Image point grounding data
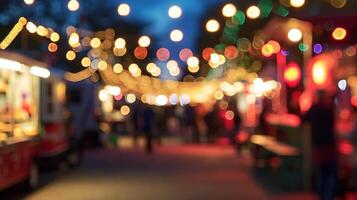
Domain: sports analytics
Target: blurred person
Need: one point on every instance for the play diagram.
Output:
(148, 123)
(324, 150)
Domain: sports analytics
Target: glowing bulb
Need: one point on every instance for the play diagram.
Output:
(175, 12)
(339, 33)
(176, 35)
(120, 43)
(54, 37)
(297, 3)
(118, 68)
(212, 25)
(253, 12)
(123, 9)
(73, 5)
(70, 55)
(85, 62)
(192, 61)
(95, 43)
(31, 27)
(229, 10)
(294, 35)
(29, 2)
(144, 41)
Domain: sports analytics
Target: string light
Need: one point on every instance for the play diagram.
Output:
(212, 25)
(73, 5)
(123, 9)
(174, 12)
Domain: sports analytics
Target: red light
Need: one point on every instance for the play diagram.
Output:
(163, 54)
(140, 53)
(206, 53)
(292, 74)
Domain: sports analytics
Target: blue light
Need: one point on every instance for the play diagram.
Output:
(317, 48)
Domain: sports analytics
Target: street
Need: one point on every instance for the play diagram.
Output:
(173, 172)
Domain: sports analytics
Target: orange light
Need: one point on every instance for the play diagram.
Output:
(319, 73)
(292, 74)
(339, 33)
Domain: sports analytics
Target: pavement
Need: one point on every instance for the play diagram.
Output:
(184, 172)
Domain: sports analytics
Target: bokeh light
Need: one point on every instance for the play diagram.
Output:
(229, 10)
(123, 9)
(174, 12)
(73, 5)
(339, 33)
(294, 35)
(176, 35)
(253, 12)
(212, 25)
(297, 3)
(144, 41)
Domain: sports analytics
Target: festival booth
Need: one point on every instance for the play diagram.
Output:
(19, 118)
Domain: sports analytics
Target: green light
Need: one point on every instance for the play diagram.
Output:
(303, 47)
(265, 6)
(239, 18)
(280, 10)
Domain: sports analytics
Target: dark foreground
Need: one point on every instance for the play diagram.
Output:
(176, 172)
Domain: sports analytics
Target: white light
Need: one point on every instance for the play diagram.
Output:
(40, 71)
(73, 5)
(123, 9)
(161, 100)
(10, 64)
(174, 12)
(342, 84)
(29, 2)
(294, 35)
(113, 90)
(103, 95)
(176, 35)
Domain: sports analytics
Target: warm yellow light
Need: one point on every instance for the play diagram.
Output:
(125, 110)
(176, 35)
(102, 65)
(42, 31)
(85, 62)
(267, 50)
(73, 39)
(29, 2)
(171, 64)
(294, 35)
(297, 3)
(212, 25)
(70, 55)
(40, 71)
(95, 42)
(123, 9)
(253, 12)
(192, 61)
(193, 69)
(229, 10)
(120, 43)
(218, 95)
(31, 27)
(144, 41)
(156, 71)
(150, 67)
(118, 68)
(54, 37)
(130, 98)
(319, 73)
(73, 5)
(174, 12)
(339, 33)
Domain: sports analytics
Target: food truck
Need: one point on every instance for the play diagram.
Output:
(33, 124)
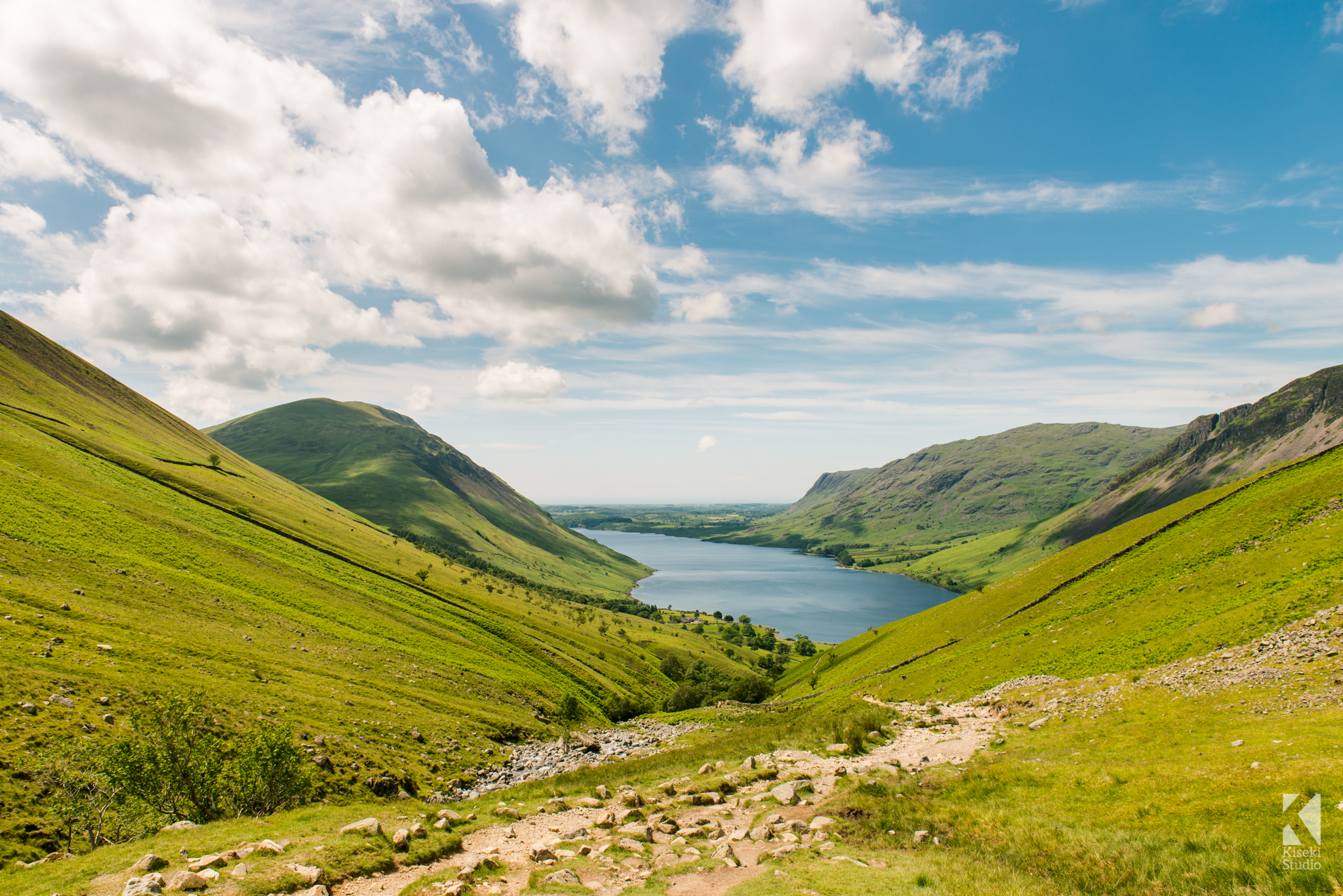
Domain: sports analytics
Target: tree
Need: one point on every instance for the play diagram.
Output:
(673, 669)
(570, 712)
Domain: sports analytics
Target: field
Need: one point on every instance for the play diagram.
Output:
(684, 520)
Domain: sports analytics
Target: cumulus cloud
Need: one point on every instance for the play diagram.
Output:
(713, 305)
(520, 381)
(271, 202)
(1333, 18)
(603, 56)
(792, 54)
(689, 262)
(421, 398)
(1214, 315)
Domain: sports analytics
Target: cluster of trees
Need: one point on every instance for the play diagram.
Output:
(468, 559)
(700, 684)
(176, 764)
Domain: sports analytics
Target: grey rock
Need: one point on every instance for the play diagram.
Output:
(186, 880)
(366, 827)
(148, 863)
(563, 878)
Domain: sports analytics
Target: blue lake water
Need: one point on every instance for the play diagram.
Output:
(790, 591)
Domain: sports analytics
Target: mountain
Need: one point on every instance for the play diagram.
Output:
(962, 488)
(132, 562)
(1302, 418)
(386, 468)
(1299, 419)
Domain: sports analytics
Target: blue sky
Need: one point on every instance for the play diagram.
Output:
(688, 250)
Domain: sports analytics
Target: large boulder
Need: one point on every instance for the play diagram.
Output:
(365, 827)
(311, 874)
(148, 863)
(563, 878)
(184, 880)
(635, 830)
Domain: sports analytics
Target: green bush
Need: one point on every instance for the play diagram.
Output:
(176, 764)
(424, 852)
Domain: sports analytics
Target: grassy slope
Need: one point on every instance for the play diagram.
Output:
(962, 488)
(260, 591)
(1244, 562)
(1148, 797)
(1302, 418)
(383, 467)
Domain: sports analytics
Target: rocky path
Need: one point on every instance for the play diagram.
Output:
(661, 828)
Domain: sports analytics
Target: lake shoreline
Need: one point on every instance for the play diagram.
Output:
(782, 589)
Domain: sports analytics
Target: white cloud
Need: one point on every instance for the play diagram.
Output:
(1333, 18)
(605, 57)
(520, 381)
(1295, 292)
(792, 54)
(269, 194)
(1214, 315)
(689, 262)
(828, 175)
(26, 153)
(778, 416)
(713, 305)
(421, 398)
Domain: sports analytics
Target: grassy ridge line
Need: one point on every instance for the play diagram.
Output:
(1153, 535)
(1154, 618)
(246, 518)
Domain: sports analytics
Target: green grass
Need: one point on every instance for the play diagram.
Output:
(297, 610)
(1199, 583)
(680, 520)
(383, 467)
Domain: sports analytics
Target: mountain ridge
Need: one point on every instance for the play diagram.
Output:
(387, 468)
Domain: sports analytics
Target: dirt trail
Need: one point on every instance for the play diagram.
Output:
(963, 730)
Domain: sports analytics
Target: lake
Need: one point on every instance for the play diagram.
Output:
(776, 587)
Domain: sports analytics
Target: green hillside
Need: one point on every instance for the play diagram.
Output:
(961, 490)
(386, 468)
(1217, 568)
(129, 564)
(1302, 418)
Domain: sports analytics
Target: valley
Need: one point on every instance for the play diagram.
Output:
(517, 727)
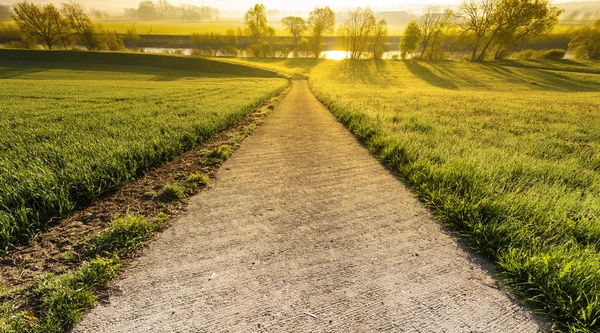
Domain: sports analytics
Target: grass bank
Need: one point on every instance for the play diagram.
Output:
(506, 155)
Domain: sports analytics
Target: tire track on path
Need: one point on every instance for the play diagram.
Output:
(304, 231)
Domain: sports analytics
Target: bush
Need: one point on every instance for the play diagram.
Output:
(124, 234)
(229, 51)
(529, 54)
(554, 54)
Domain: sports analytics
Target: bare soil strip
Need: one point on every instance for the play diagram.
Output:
(49, 251)
(305, 231)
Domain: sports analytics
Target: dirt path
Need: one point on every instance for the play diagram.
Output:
(304, 231)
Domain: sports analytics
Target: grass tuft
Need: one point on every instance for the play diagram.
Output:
(123, 235)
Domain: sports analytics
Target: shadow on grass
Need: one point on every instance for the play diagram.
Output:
(371, 72)
(19, 69)
(427, 75)
(550, 79)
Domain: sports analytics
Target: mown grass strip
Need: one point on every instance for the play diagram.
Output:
(516, 176)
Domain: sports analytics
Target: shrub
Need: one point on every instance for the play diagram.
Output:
(124, 234)
(529, 54)
(229, 51)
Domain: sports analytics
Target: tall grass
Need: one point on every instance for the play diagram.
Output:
(507, 156)
(71, 132)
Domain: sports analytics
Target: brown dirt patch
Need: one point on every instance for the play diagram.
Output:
(57, 248)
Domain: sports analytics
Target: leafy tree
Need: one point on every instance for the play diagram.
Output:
(585, 43)
(411, 38)
(303, 49)
(432, 23)
(320, 21)
(147, 10)
(5, 13)
(504, 23)
(81, 24)
(256, 22)
(132, 38)
(380, 34)
(229, 51)
(296, 26)
(41, 24)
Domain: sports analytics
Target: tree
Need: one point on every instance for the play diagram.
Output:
(432, 23)
(133, 39)
(504, 23)
(256, 22)
(359, 27)
(81, 24)
(296, 26)
(40, 24)
(320, 21)
(147, 10)
(303, 49)
(411, 38)
(380, 33)
(585, 43)
(5, 13)
(59, 24)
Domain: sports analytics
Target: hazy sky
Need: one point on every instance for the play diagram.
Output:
(309, 4)
(240, 6)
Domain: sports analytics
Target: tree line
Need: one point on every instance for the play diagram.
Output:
(478, 30)
(484, 29)
(163, 10)
(63, 27)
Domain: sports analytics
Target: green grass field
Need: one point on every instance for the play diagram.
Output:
(71, 132)
(505, 153)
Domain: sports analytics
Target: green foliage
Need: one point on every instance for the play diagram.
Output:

### WHAT YOU NEED TO DO
Check every line above for the string "lake" and copy those that have it.

### OUTPUT
Target: blue lake water
Target: lake shoreline
Target: lake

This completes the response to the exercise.